_What is asked_. Repeat each record below exactly, dropping the pictures.

┌─ Dataset excerpts

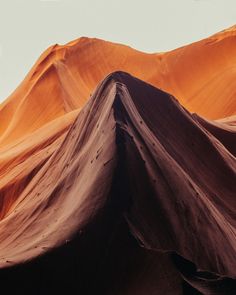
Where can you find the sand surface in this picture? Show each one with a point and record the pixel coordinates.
(111, 185)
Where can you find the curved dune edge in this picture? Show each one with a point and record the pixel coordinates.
(201, 75)
(135, 169)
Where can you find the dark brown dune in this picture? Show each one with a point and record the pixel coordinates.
(138, 197)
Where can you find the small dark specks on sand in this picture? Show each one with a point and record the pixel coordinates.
(104, 164)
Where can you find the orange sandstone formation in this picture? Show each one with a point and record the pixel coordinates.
(126, 191)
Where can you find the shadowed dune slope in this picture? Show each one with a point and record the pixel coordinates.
(137, 197)
(200, 75)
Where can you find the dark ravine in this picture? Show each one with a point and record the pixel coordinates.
(139, 199)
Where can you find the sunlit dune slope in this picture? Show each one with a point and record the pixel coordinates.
(201, 76)
(138, 188)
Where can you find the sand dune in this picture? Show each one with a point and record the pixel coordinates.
(109, 185)
(65, 76)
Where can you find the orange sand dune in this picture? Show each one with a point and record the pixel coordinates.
(109, 185)
(128, 205)
(65, 76)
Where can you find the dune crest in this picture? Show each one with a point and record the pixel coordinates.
(109, 184)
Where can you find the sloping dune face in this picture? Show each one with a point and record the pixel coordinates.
(109, 184)
(138, 197)
(201, 76)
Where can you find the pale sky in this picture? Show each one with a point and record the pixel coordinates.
(28, 27)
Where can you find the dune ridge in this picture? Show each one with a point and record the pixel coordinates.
(121, 171)
(117, 171)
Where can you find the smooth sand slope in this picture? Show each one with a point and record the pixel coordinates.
(123, 192)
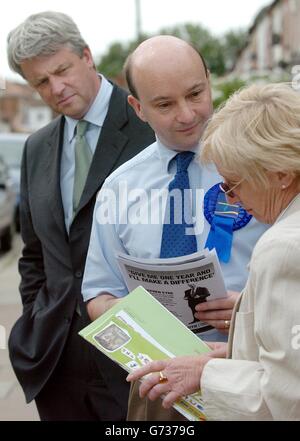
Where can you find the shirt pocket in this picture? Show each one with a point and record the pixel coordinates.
(244, 343)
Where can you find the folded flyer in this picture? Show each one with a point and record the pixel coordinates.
(139, 329)
(179, 283)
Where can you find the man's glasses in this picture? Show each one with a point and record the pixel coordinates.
(229, 190)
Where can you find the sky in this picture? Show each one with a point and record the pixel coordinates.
(102, 22)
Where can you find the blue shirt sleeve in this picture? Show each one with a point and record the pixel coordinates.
(102, 273)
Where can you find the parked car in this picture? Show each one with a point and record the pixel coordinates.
(7, 208)
(11, 149)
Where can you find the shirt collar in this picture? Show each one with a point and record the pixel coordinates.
(293, 206)
(166, 154)
(98, 110)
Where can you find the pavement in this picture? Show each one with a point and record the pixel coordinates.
(12, 402)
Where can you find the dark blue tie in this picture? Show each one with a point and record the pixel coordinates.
(178, 217)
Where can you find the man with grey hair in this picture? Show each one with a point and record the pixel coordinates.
(63, 168)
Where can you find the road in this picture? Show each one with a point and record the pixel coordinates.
(12, 402)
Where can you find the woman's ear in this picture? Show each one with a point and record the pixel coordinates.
(285, 179)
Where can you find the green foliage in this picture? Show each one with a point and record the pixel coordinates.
(223, 90)
(219, 53)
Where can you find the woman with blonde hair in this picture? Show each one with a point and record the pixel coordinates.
(254, 141)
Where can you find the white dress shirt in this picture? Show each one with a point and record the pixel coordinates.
(95, 116)
(151, 169)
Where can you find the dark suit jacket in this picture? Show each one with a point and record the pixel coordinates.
(53, 262)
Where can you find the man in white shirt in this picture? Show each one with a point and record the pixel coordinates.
(170, 89)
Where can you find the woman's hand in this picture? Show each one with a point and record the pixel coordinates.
(183, 375)
(217, 313)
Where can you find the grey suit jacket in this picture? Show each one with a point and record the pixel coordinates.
(52, 261)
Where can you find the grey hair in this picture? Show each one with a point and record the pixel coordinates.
(42, 34)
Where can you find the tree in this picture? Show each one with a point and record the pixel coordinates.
(233, 42)
(219, 53)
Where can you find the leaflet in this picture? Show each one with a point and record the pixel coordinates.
(139, 329)
(178, 283)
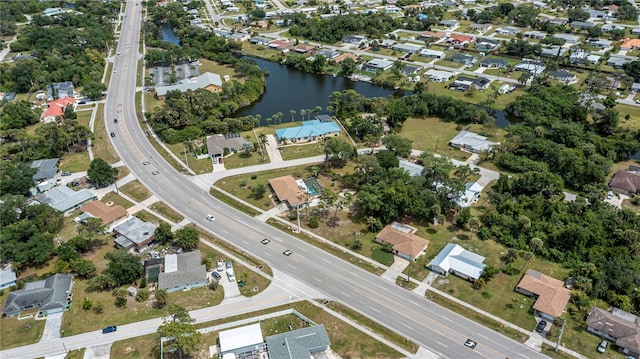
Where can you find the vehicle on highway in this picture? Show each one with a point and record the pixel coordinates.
(109, 329)
(470, 344)
(603, 346)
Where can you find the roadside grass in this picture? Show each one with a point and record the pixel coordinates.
(346, 341)
(15, 333)
(75, 162)
(116, 200)
(136, 190)
(102, 147)
(166, 211)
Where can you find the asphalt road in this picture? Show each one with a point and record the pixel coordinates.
(438, 329)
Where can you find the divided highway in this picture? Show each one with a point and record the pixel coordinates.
(438, 329)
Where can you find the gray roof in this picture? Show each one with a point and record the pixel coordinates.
(298, 343)
(63, 198)
(47, 294)
(189, 271)
(47, 169)
(134, 230)
(193, 84)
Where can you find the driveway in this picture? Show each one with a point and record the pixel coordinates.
(52, 327)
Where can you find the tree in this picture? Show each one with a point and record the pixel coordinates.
(94, 90)
(124, 267)
(186, 238)
(101, 173)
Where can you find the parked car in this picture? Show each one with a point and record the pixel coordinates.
(109, 329)
(603, 346)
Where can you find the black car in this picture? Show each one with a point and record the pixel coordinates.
(109, 329)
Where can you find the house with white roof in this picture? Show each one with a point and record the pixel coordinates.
(459, 261)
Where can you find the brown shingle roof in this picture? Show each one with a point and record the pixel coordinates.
(106, 213)
(405, 243)
(624, 326)
(288, 190)
(552, 295)
(626, 180)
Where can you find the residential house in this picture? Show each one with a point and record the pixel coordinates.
(495, 63)
(257, 40)
(552, 296)
(49, 296)
(280, 45)
(216, 144)
(630, 44)
(618, 326)
(64, 199)
(485, 44)
(450, 24)
(55, 109)
(288, 190)
(464, 59)
(458, 40)
(539, 35)
(439, 75)
(312, 130)
(463, 83)
(599, 43)
(58, 90)
(568, 38)
(182, 272)
(432, 54)
(431, 35)
(208, 81)
(377, 65)
(626, 183)
(459, 261)
(134, 234)
(471, 142)
(409, 48)
(300, 343)
(404, 242)
(47, 169)
(563, 76)
(611, 27)
(581, 25)
(508, 31)
(471, 194)
(618, 62)
(247, 339)
(109, 215)
(7, 277)
(481, 28)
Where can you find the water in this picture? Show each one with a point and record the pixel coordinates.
(168, 35)
(290, 89)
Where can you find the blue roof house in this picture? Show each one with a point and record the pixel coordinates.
(309, 131)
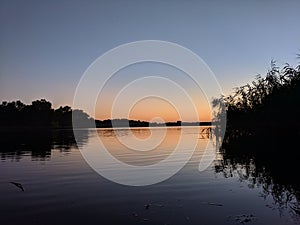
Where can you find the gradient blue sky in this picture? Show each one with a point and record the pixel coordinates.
(45, 46)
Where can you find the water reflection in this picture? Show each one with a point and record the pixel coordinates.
(37, 144)
(262, 162)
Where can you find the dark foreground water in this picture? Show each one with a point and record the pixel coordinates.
(61, 188)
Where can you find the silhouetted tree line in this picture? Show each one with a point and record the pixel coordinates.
(267, 106)
(39, 114)
(262, 133)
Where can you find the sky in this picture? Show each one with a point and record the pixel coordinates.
(46, 47)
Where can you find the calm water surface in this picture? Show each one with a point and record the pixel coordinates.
(61, 188)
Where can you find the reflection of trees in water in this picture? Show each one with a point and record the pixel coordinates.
(260, 145)
(38, 144)
(266, 163)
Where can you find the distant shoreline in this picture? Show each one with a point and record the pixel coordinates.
(118, 123)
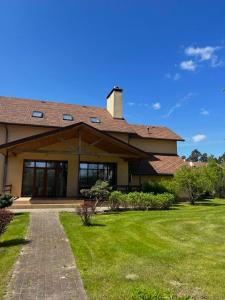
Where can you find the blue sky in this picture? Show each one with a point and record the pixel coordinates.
(168, 56)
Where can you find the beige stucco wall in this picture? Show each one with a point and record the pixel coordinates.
(156, 146)
(15, 166)
(15, 132)
(136, 180)
(121, 136)
(114, 104)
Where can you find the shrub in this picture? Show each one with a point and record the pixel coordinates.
(191, 182)
(141, 201)
(115, 200)
(155, 187)
(99, 192)
(5, 200)
(5, 218)
(86, 211)
(149, 294)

└─

_Task response_.
Where can you find the sand surface in this picture? Show each one with a point and record the pixel coordinates.
(111, 185)
Where can you find the curved dune edge in this picture? Show each one with a point and record the pixel coordinates.
(201, 75)
(135, 169)
Where can you find the dark brown dune in this picture? Show each one with a point and record the pixel coordinates.
(138, 197)
Where can you find the small dark specks on sand in this picture? Show each one with a point and record the pixel coordinates.
(104, 164)
Where can you find the orange sandstone formation in this picture? Show each one with a point and record the pixel coordinates.
(126, 191)
Where can you find the shadowed dune slope in this picture? Show each one with a point and record the pixel coordinates.
(137, 197)
(200, 75)
Where can you find the dark ravine in this picture? Show each one with a point and record the pixel coordinates.
(139, 199)
Where can you find the sunlit dune slope in this picture? Show each one with a point and record the pixel coordinates.
(201, 76)
(138, 188)
Where can you find the sand dune in this picture? Show each one with a point and record the pixel coordinates.
(109, 185)
(65, 76)
Where can you find the orange sand dune in this picture? Show each one with a point and record the pixel coordinates.
(109, 185)
(128, 205)
(65, 76)
Where can you find the dune crest in this picture? Show each one with a point and record the pixel coordinates.
(109, 184)
Where can you find the sloping dune face in this picture? Show each one with a point and record the pixel coordinates.
(109, 184)
(138, 197)
(201, 76)
Where can you find the pale sky in this picture? Show each one with a point and record the pixel coordinates.
(28, 27)
Where can you find the dune ridge in this picture? Show each one with a point and record the pixel coordinates.
(121, 171)
(117, 171)
Where can you find the smooth sand slope in this picture? Show each one with a point and record the pixel coordinates.
(123, 192)
Where can you find the shirt pocket in this picture? Show each one with a point and record the pixel coordinates.
(244, 343)
Where can you find the folded flyer in this picture? Show each one with a point and record the pixel coordinates.
(139, 329)
(179, 283)
Where can you find the man's glasses in this picture? Show each one with a point and record the pixel coordinates.
(229, 190)
Where can you find the sky in this picture? Show each one with a point and record the pixel coordinates.
(102, 22)
Where can you find the blue shirt sleeve in this picture? Show each one with a point and record the pixel coordinates.
(102, 273)
Where can you find the parked car in this picture? Show each one with a point and record the pixel coordinates.
(7, 208)
(11, 149)
Where can you find the shirt collar in this picture? Show each one with a point and record the pixel coordinates.
(293, 206)
(166, 154)
(98, 110)
Where can you find the pavement in this picture? Show each one with a point and record the pixel coordinates.
(12, 402)
Where can you find the dark blue tie in this picture? Show each one with a point and record the pixel coordinates.
(178, 217)
Where can you find the man with grey hair in this picture? Show each one with a point and record the pixel coordinates.
(63, 168)
Where can you find the road in this picture? Show each one with a point and record the pixel coordinates.
(12, 402)
Where can you find the woman's ear in this picture? Show each one with a point and record the pixel coordinates.
(285, 179)
Where can you find the green foliage in this picture? Show each one with a point and record the pixel coordinates.
(223, 90)
(219, 53)
Where can you find the woman with blonde hair in this picture? Show each one with a point and record the pixel coordinates.
(254, 141)
Where can you find the white dress shirt in this picture? Show each one with a point and record the pixel coordinates.
(95, 116)
(151, 169)
Where can you find the dark suit jacket in this picture? Show each one with a point and record the pixel coordinates.
(53, 262)
Where can you find the man in white shirt in this picture? Show each one with a point and record the pixel coordinates.
(170, 89)
Where can you find the woman's hand in this picture? Show each one with a point and record the pixel coordinates.
(183, 375)
(217, 313)
Where can you find the grey suit jacket in this picture? Show each one with a point and record the pixel coordinates.
(52, 261)
Where can you find the grey hair in this picture? Show each one with a point and record the pixel coordinates.
(42, 34)
Where can you find the tree in this picture? Show each one with a point and record the pixel coordinates.
(233, 42)
(219, 53)
Where can you find the leaflet in this picture? Show each one with a point and record the pixel coordinates.
(139, 329)
(178, 283)
Where can you find the vehicle on highway in this picture? Show each one with a point and record the pixel coordinates.
(109, 329)
(470, 344)
(603, 346)
Where can you find the roadside grass in this picture? Show each one with a point and record the pixel coordinates.
(346, 341)
(15, 333)
(75, 162)
(116, 200)
(136, 190)
(102, 147)
(166, 211)
Where can you find the asphalt road in this picture? Show each one with a point and record the pixel coordinates.
(438, 329)
Where can you find the divided highway in this picture? Show each one with a point and record the pixel coordinates.
(438, 329)
Where can you find the gray roof in this picture? Show each one with a point and record the pixel coordinates.
(298, 343)
(63, 198)
(47, 294)
(189, 271)
(47, 169)
(134, 230)
(193, 84)
Where can you find the driveway in this picture? Show each one with a point and record the pixel coordinates.
(52, 327)
Where can you find the tree in this picture? Show each one with a point and record the pixel coordinates.
(94, 90)
(124, 267)
(186, 238)
(101, 173)
Where can you find the parked car in this picture? Show each one with a point and record the pixel coordinates.
(109, 329)
(603, 346)
Where can you find the black car in this picture? Show each one with a point and record the pixel coordinates.
(109, 329)
Where can you find the house with white roof in this picture? Show each one with a point and record the pixel coordinates.
(459, 261)
Where can you find the brown shingle roof in this picture? Show each one with a point and record the pixel coordinates.
(106, 213)
(405, 243)
(624, 326)
(288, 190)
(552, 295)
(626, 180)
Where can you find the residential house in this picture? Show each one with a point and record the pixel coordinates.
(495, 63)
(257, 40)
(552, 296)
(49, 296)
(280, 45)
(216, 144)
(630, 44)
(618, 326)
(64, 199)
(485, 44)
(450, 24)
(55, 109)
(288, 190)
(464, 59)
(458, 40)
(539, 35)
(439, 75)
(312, 130)
(463, 83)
(599, 43)
(58, 90)
(568, 38)
(182, 272)
(432, 54)
(431, 35)
(208, 81)
(377, 65)
(626, 183)
(459, 261)
(134, 234)
(471, 142)
(409, 48)
(300, 343)
(404, 242)
(47, 169)
(563, 76)
(611, 27)
(581, 25)
(508, 31)
(471, 194)
(618, 62)
(247, 339)
(109, 215)
(7, 277)
(481, 28)
Where can you find the water in this picture? Show each one with a point and record the pixel coordinates.
(168, 35)
(290, 89)
Where can you find the blue roof house in this picture? Show each one with a point and record the pixel coordinates.
(309, 131)
Where can you find the gradient blue sky in this picture? Show each one with a point and record the pixel coordinates.
(45, 46)
Where can you find the water reflection in this picture? Show each one with a point and record the pixel coordinates.
(37, 144)
(262, 162)
Where can you find the dark foreground water in this picture? Show each one with a point and record the pixel coordinates.
(61, 188)
Where can you find the silhouetted tree line in this picture? Show each one with a point and record the pixel coordinates.
(267, 106)
(39, 114)
(262, 133)
Where can you find the sky in this picture? Show each one with a point and record the pixel coordinates.
(46, 47)
Where can you find the calm water surface in this picture? Show each one with a point and record the pixel coordinates.
(61, 188)
Where can you find the reflection of trees in water in this picture? Show each one with a point and record the pixel coordinates.
(260, 145)
(38, 144)
(266, 163)
Where can you find the distant shoreline in this picture? Show each one with a point and record the pixel coordinates.
(118, 123)
Where can you find the blue sky in this picture? Show each one with a point and record the pixel coordinates.
(168, 56)
Where can you find the beige stucco wall in this picture? Show each one with a point and record the pixel coordinates.
(156, 146)
(15, 166)
(15, 132)
(136, 180)
(121, 136)
(114, 104)
Where can you find the shrub in this picture? Show each one with a point and record the pixel coordinates.
(191, 182)
(141, 201)
(115, 200)
(155, 187)
(99, 192)
(5, 200)
(5, 218)
(86, 211)
(149, 294)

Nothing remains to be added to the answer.